# PROBLEM REQUIREMENTS
Take each line of the records below that contains the string "pole" and copy it.

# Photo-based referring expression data
== Segment start ==
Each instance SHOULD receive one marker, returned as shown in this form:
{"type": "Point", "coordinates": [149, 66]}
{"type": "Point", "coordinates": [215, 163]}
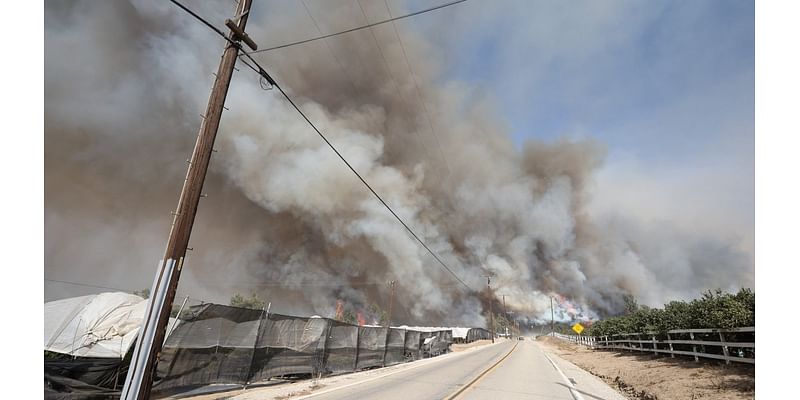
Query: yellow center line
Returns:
{"type": "Point", "coordinates": [460, 391]}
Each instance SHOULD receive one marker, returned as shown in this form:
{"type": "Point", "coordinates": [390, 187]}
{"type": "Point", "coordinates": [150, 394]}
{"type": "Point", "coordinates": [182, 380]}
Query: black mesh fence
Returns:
{"type": "Point", "coordinates": [371, 346]}
{"type": "Point", "coordinates": [215, 344]}
{"type": "Point", "coordinates": [395, 347]}
{"type": "Point", "coordinates": [413, 345]}
{"type": "Point", "coordinates": [474, 334]}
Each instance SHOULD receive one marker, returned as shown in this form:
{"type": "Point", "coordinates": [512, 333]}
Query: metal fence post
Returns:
{"type": "Point", "coordinates": [655, 348]}
{"type": "Point", "coordinates": [669, 339]}
{"type": "Point", "coordinates": [724, 347]}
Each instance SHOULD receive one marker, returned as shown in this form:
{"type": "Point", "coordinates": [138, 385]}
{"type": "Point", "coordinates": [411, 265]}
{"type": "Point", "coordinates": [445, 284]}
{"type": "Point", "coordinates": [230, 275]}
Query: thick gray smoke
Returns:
{"type": "Point", "coordinates": [125, 82]}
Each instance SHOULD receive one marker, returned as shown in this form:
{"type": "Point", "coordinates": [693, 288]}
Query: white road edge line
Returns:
{"type": "Point", "coordinates": [361, 382]}
{"type": "Point", "coordinates": [572, 390]}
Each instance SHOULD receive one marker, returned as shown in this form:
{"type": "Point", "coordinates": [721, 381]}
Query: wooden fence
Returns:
{"type": "Point", "coordinates": [731, 345]}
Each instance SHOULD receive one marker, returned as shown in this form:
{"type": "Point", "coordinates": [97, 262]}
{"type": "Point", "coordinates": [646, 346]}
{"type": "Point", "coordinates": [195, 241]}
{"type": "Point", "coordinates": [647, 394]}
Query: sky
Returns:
{"type": "Point", "coordinates": [665, 88]}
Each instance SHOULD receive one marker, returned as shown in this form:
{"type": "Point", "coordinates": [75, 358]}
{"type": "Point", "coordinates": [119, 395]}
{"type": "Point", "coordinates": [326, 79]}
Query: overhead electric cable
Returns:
{"type": "Point", "coordinates": [263, 73]}
{"type": "Point", "coordinates": [419, 92]}
{"type": "Point", "coordinates": [359, 28]}
{"type": "Point", "coordinates": [86, 285]}
{"type": "Point", "coordinates": [397, 89]}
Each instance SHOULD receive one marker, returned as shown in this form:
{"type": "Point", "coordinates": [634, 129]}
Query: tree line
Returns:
{"type": "Point", "coordinates": [714, 309]}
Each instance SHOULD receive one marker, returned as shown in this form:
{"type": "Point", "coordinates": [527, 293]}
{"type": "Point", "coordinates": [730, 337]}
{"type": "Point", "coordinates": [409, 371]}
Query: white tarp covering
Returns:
{"type": "Point", "coordinates": [100, 325]}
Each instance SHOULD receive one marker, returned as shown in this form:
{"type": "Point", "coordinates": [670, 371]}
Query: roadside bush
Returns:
{"type": "Point", "coordinates": [714, 309]}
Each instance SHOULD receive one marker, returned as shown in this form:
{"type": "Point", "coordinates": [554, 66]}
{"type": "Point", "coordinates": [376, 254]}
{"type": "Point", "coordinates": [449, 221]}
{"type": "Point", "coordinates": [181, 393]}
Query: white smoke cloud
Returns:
{"type": "Point", "coordinates": [284, 211]}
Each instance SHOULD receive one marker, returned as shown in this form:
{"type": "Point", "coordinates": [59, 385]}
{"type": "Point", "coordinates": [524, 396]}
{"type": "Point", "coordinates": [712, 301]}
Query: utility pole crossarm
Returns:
{"type": "Point", "coordinates": [139, 380]}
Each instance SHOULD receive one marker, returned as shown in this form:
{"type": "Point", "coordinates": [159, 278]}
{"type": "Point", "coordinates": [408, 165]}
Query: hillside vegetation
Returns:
{"type": "Point", "coordinates": [714, 309]}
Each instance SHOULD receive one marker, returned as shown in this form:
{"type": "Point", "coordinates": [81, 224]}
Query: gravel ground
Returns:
{"type": "Point", "coordinates": [650, 377]}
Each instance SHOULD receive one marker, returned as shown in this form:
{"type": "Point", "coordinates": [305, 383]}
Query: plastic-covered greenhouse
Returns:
{"type": "Point", "coordinates": [87, 339]}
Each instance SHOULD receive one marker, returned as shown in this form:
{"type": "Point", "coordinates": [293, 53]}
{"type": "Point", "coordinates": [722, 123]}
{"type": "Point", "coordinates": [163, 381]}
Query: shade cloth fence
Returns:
{"type": "Point", "coordinates": [216, 344]}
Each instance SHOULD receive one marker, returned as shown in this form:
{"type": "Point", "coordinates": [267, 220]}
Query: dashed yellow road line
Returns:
{"type": "Point", "coordinates": [494, 366]}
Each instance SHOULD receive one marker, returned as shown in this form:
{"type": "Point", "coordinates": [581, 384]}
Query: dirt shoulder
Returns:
{"type": "Point", "coordinates": [650, 377]}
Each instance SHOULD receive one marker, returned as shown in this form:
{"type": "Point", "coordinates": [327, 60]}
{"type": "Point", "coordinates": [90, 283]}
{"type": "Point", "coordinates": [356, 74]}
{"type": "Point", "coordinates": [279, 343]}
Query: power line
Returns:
{"type": "Point", "coordinates": [419, 93]}
{"type": "Point", "coordinates": [263, 73]}
{"type": "Point", "coordinates": [358, 28]}
{"type": "Point", "coordinates": [87, 285]}
{"type": "Point", "coordinates": [391, 76]}
{"type": "Point", "coordinates": [436, 257]}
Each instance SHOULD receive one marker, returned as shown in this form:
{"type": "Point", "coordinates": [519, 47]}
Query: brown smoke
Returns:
{"type": "Point", "coordinates": [125, 83]}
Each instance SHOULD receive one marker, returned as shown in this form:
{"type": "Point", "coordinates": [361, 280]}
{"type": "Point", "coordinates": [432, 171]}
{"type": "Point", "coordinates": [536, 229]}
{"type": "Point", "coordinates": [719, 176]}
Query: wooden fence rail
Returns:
{"type": "Point", "coordinates": [731, 345]}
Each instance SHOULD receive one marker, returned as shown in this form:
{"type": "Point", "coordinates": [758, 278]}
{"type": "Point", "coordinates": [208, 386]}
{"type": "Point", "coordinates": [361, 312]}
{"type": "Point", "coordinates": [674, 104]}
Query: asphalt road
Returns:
{"type": "Point", "coordinates": [526, 373]}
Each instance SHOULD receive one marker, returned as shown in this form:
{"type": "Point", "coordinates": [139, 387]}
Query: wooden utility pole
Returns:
{"type": "Point", "coordinates": [491, 312]}
{"type": "Point", "coordinates": [388, 322]}
{"type": "Point", "coordinates": [552, 318]}
{"type": "Point", "coordinates": [151, 335]}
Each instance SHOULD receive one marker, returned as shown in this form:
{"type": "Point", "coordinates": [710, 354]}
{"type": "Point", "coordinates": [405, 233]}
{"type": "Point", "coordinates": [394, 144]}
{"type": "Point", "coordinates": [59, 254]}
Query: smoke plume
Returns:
{"type": "Point", "coordinates": [125, 82]}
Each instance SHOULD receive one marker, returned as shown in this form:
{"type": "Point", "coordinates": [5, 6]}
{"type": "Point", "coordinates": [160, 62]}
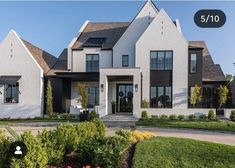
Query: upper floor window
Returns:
{"type": "Point", "coordinates": [161, 60]}
{"type": "Point", "coordinates": [125, 61]}
{"type": "Point", "coordinates": [12, 93]}
{"type": "Point", "coordinates": [193, 63]}
{"type": "Point", "coordinates": [92, 63]}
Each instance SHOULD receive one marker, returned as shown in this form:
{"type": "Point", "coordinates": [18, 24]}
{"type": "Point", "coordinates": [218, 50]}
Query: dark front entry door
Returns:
{"type": "Point", "coordinates": [124, 97]}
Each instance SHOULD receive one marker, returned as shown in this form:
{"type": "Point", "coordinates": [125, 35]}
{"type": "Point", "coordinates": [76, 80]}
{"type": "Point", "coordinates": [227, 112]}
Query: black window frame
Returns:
{"type": "Point", "coordinates": [96, 95]}
{"type": "Point", "coordinates": [6, 88]}
{"type": "Point", "coordinates": [164, 90]}
{"type": "Point", "coordinates": [90, 64]}
{"type": "Point", "coordinates": [125, 63]}
{"type": "Point", "coordinates": [165, 66]}
{"type": "Point", "coordinates": [190, 67]}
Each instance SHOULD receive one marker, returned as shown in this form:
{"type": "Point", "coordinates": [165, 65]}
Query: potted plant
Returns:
{"type": "Point", "coordinates": [84, 115]}
{"type": "Point", "coordinates": [113, 107]}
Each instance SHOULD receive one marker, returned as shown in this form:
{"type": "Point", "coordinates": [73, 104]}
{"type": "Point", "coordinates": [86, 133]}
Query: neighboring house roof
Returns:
{"type": "Point", "coordinates": [211, 71]}
{"type": "Point", "coordinates": [60, 65]}
{"type": "Point", "coordinates": [43, 58]}
{"type": "Point", "coordinates": [103, 34]}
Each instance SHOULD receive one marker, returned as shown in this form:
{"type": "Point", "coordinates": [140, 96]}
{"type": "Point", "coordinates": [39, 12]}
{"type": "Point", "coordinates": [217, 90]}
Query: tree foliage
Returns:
{"type": "Point", "coordinates": [196, 95]}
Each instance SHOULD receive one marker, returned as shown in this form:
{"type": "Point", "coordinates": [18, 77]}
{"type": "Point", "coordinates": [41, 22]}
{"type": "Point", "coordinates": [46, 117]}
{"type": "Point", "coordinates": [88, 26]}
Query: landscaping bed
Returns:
{"type": "Point", "coordinates": [205, 125]}
{"type": "Point", "coordinates": [165, 152]}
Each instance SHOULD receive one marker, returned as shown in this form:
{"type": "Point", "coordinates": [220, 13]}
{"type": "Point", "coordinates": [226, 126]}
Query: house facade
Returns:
{"type": "Point", "coordinates": [126, 63]}
{"type": "Point", "coordinates": [22, 70]}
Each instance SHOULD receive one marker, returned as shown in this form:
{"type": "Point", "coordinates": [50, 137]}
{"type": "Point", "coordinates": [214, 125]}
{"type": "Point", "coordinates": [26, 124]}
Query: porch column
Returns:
{"type": "Point", "coordinates": [137, 94]}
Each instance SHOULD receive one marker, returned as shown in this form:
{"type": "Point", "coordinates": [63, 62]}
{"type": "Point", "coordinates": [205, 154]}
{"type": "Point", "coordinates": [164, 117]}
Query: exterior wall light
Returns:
{"type": "Point", "coordinates": [136, 87]}
{"type": "Point", "coordinates": [102, 87]}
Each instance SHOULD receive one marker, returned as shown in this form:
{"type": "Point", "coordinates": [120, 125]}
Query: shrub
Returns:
== Segment end ==
# OUTPUT FOR THIS EXERCISE
Query: utility pole crossarm
Query: wooden utility pole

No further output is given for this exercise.